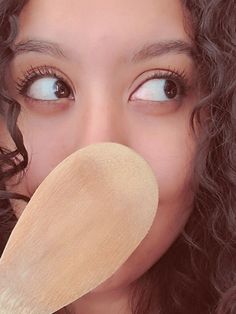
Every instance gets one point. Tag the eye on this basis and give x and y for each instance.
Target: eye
(158, 89)
(49, 88)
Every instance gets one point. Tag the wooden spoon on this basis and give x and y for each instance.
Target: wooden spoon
(81, 225)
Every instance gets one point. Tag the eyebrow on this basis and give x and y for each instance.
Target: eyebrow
(162, 48)
(146, 52)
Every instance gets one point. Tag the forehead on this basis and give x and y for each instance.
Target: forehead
(103, 19)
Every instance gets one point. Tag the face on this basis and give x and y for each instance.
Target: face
(110, 71)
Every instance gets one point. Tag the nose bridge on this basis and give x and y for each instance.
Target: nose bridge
(102, 122)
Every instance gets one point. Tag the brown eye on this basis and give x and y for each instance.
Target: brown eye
(171, 90)
(158, 89)
(49, 89)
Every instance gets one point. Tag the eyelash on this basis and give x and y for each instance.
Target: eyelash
(179, 77)
(34, 73)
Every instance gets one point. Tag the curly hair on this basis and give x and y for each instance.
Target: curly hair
(197, 275)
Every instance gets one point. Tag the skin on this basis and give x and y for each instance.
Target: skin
(98, 39)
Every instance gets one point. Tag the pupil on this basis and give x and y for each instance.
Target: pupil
(171, 89)
(62, 91)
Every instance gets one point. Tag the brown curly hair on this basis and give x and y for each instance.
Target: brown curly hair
(197, 275)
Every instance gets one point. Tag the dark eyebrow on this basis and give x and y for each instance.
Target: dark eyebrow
(147, 51)
(163, 47)
(40, 46)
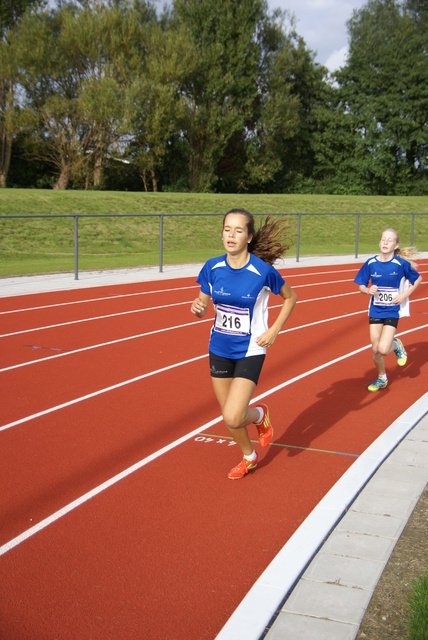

::::::

> [Exercise]: When you reach the line in the material above that holds "Every instance gets one point. Tag the wooden", begin reproducing lines exactly, and stop after the line that holds "Every instance gets one point. Tag the skin".

> [Written solution]:
Every instance gets one point. Tag the wooden spoon on this basis and give x and y for each instance.
Target: wooden spoon
(81, 225)
Every instance gets one point. Tag the eyebrow on this basis and give x and y for each instance.
Target: eyebrow
(162, 48)
(146, 52)
Every instance gets one point. Tag the forehead on this basis and give x and y for each instance.
Target: forehead
(103, 19)
Every instance gets one point. Tag the face on this basis and give x and y for each instance.
Target: face
(110, 71)
Every instance gets one point. Tag the nose bridge on this basis and give x and y for each instance.
Target: nose bridge
(102, 122)
Every instance gets one point. Tag the brown eye on this basis and give x and y for each instance.
Target: brown eye
(171, 90)
(158, 89)
(49, 89)
Every instance gets one point. Tag the eyelash on this basis and give x and y for each instance.
Target: eyelash
(179, 77)
(34, 73)
Every instance gets one point. Tag the curly hair on this basis and give x and y for each instance.
Target: curly hair
(197, 275)
Every instance gets one point. Tag the skin on this basis and give x and y for each instance.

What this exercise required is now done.